→ **Set of tasks**:
A: Say whether each statement agrees with the rolling-split text, answering yes or no and quoting the words of the text that decide it: (i) a last split shorter than the requested length is kept; (ii) when there are multiple sets, IS ranges never overlap across splits by default; (iii) a length can be negative.
B: Repeat word for word the stretch of the rolling-split text that begins at the words "The most important" and stops after the words "the backtesting period.".

→ **Document excerpt**:
-- start --
The most important method for CV is Splitter.from_rolling, which deploys a simple while-loop that appends splits until any split exceeds the right bound of the index. If the last split has the length less than the one requested, it gets discarded, such that there is usually some unused space at the end of the backtesting period.

But the most interesting question is: where do we place the next split? By default, if there's only one set, the next split is placed right after the previous one. If there are multiple sets though, the next split is placed right after the first (IS) range in the previous split, such that IS ranges never overlap across splits. And of course, we can control the offset behavior using offset_anchor_set (which range in the previous split acts as an anchor?), offset_anchor (left or right bound of that range acts as an anchor?), offset (positive/negative distance from anchor), and offset_space (see RelRange).

>>> vbt.Splitter.from_rolling(
...     data.index,
...     length=360,  # (1)!
... ).plot().show()
  1. Length can a number of bars (int), a percentage (float such as 0.1 for 10% of the entire period) and a duration (string such as"360 days" or any timedelta-like object)

>>> vbt.Splitter.from_rolling(
...     data.index, 
...     length=360,
...     offset=90  # (1)!
... ).plot().show()
  1. Similarly to a length, an offset can also be a percentage (but relative to offset_space) and a duration

>>> vbt.Splitter.from_rolling(
...     data.index, 
...     length=360,
...     offset=-0.5  # (1)!
... ).plot().show()
  1. In contrast to a length, an offset can also be negative (also duration, for example "-180 days"). Since offset_space defaults to the length of the previous split or anchor range, this will move the next window to the left by 50% of the previous window's length.

>>> vbt.Splitter.from_rolling(
...     data.index, 
...     length=360,
...     split=0.5  # (1)!
... ).plot().show()
  1. Split instruction passed to Splitter.split_range to split each window. Here, allocate 50% for the first range and the remaining space for the second.

>>> vbt.Splitter.from_rolling(
...     data.index,
...     length=360,
...     split=0.5,
...     offset_anchor_set=None  # (1)!
... ).plot().show()
  1. Use the entire previous split (set_0 + set_1) as an anchor. Otherwise, it would use only the first range in that split (set_0).
-- end --
→ **Data supplied**:
-- start --
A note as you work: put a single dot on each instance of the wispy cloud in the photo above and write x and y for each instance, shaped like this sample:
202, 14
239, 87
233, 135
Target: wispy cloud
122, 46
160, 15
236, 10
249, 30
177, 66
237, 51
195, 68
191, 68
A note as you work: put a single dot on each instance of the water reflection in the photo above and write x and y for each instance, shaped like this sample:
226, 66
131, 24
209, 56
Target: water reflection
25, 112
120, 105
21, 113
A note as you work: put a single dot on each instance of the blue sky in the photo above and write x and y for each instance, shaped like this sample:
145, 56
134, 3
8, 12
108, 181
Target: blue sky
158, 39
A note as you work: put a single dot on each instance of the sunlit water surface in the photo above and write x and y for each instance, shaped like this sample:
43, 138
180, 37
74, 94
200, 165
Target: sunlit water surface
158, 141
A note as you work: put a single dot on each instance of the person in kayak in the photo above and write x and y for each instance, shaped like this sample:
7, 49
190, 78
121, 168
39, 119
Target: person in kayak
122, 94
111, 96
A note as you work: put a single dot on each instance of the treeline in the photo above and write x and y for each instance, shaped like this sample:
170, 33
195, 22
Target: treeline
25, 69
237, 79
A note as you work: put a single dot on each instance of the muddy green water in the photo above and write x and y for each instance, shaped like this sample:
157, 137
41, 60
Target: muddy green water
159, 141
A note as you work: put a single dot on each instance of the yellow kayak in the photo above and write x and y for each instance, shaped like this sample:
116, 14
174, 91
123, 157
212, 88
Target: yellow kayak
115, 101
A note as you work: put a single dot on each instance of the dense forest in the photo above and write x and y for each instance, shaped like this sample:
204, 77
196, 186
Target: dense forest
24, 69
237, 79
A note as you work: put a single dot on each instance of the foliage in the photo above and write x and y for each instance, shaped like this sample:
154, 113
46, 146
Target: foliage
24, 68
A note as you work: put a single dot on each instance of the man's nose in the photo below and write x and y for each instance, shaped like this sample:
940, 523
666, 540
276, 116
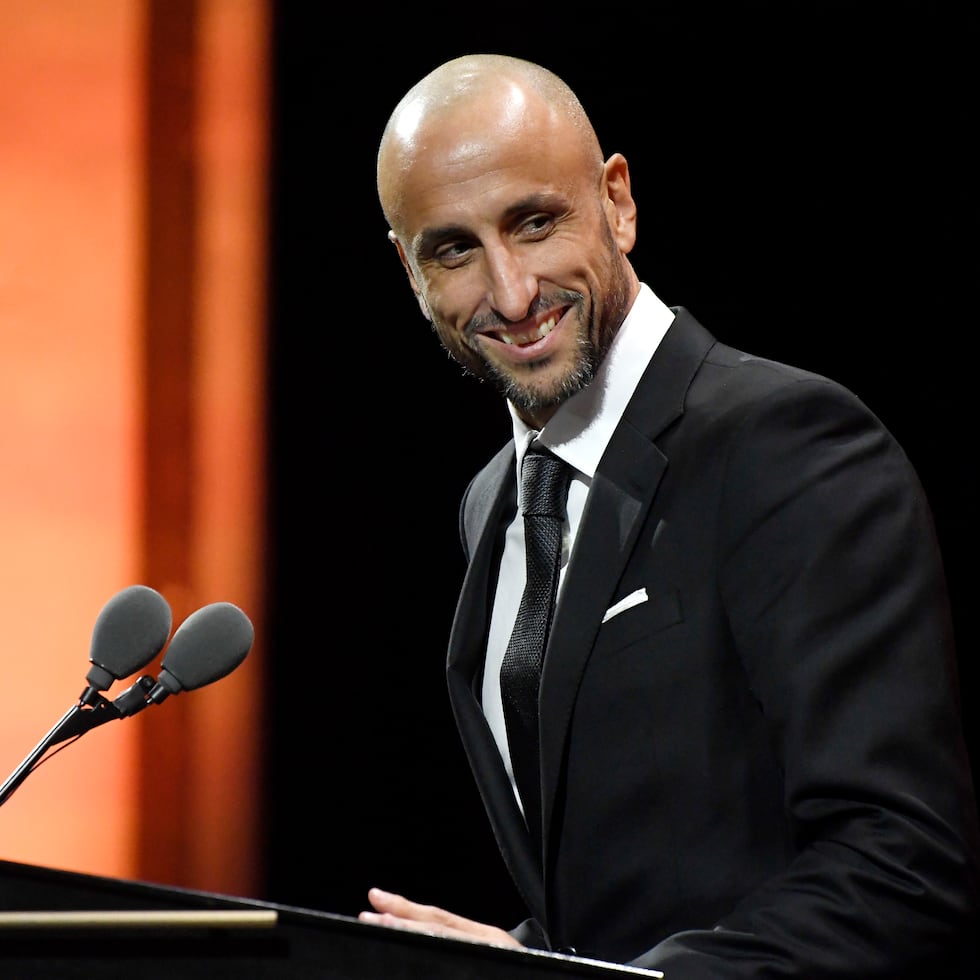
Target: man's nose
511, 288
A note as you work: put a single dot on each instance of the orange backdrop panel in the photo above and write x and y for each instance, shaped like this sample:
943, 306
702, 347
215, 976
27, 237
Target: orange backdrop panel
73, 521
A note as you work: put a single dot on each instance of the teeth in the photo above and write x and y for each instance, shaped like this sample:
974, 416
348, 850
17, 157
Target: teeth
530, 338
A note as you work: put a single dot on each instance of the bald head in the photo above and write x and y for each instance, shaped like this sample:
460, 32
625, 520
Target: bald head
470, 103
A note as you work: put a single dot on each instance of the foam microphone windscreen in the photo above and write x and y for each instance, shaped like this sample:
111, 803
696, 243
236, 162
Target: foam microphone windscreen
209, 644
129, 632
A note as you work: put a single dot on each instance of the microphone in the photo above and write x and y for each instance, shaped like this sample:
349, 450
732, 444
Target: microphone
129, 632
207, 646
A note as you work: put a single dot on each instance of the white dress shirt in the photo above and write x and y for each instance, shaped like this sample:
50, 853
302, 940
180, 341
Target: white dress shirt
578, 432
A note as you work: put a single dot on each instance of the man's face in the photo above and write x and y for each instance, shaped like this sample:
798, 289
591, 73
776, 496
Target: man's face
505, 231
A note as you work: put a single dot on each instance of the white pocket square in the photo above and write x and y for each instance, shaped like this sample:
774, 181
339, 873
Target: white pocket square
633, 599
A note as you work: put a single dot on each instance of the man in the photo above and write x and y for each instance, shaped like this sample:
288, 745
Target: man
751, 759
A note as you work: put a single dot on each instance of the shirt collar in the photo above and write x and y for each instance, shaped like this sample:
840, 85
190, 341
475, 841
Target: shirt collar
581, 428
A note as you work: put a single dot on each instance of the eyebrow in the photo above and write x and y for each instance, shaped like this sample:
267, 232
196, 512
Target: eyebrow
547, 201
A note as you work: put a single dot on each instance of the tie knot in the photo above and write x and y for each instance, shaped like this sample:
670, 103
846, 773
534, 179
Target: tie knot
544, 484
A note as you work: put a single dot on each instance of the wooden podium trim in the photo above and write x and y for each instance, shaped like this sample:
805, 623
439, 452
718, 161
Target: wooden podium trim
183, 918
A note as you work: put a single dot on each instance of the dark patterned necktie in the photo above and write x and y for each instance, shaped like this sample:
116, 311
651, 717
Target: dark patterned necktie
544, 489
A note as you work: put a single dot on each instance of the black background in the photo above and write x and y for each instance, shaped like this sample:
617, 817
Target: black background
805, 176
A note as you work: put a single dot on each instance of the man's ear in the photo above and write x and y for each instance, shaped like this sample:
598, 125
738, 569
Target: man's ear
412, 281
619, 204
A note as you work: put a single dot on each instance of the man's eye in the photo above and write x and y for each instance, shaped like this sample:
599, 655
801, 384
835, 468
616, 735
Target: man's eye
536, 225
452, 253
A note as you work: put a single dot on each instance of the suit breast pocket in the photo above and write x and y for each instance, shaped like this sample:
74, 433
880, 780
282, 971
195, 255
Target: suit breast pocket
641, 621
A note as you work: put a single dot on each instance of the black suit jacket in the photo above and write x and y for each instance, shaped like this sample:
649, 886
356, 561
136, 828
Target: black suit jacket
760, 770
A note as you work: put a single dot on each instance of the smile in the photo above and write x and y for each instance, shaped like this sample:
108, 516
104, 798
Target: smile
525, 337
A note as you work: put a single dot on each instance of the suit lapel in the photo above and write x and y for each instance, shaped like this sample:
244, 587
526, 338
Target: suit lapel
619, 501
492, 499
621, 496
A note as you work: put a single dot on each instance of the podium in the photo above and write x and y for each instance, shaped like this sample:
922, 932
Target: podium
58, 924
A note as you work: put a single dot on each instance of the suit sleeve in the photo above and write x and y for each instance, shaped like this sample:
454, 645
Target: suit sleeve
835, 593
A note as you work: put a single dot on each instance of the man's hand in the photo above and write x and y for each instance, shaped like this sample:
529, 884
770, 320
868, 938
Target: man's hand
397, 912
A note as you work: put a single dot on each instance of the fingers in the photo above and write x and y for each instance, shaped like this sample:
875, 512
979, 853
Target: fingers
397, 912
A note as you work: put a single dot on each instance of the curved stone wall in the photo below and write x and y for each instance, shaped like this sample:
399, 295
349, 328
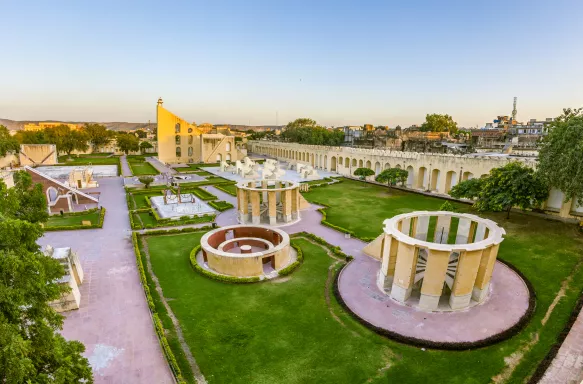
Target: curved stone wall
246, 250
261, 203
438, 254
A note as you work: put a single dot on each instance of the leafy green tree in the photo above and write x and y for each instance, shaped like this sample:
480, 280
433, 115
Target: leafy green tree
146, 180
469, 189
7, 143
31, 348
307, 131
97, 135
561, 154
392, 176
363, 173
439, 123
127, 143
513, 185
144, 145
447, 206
-- end --
→ **Answers to the exercise**:
A:
(i) No: "If the last split has the length less than the one requested, it gets discarded"
(ii) Yes: "the next split is placed right after the first (IS) range in the previous split, such that IS ranges never overlap across splits"
(iii) No: "In contrast to a length, an offset can also be negative"

B:
The most important method for CV is Splitter.from_rolling, which deploys a simple while-loop that appends splits until any split exceeds the right bound of the index. If the last split has the length less than the one requested, it gets discarded, such that there is usually some unused space at the end of the backtesting period.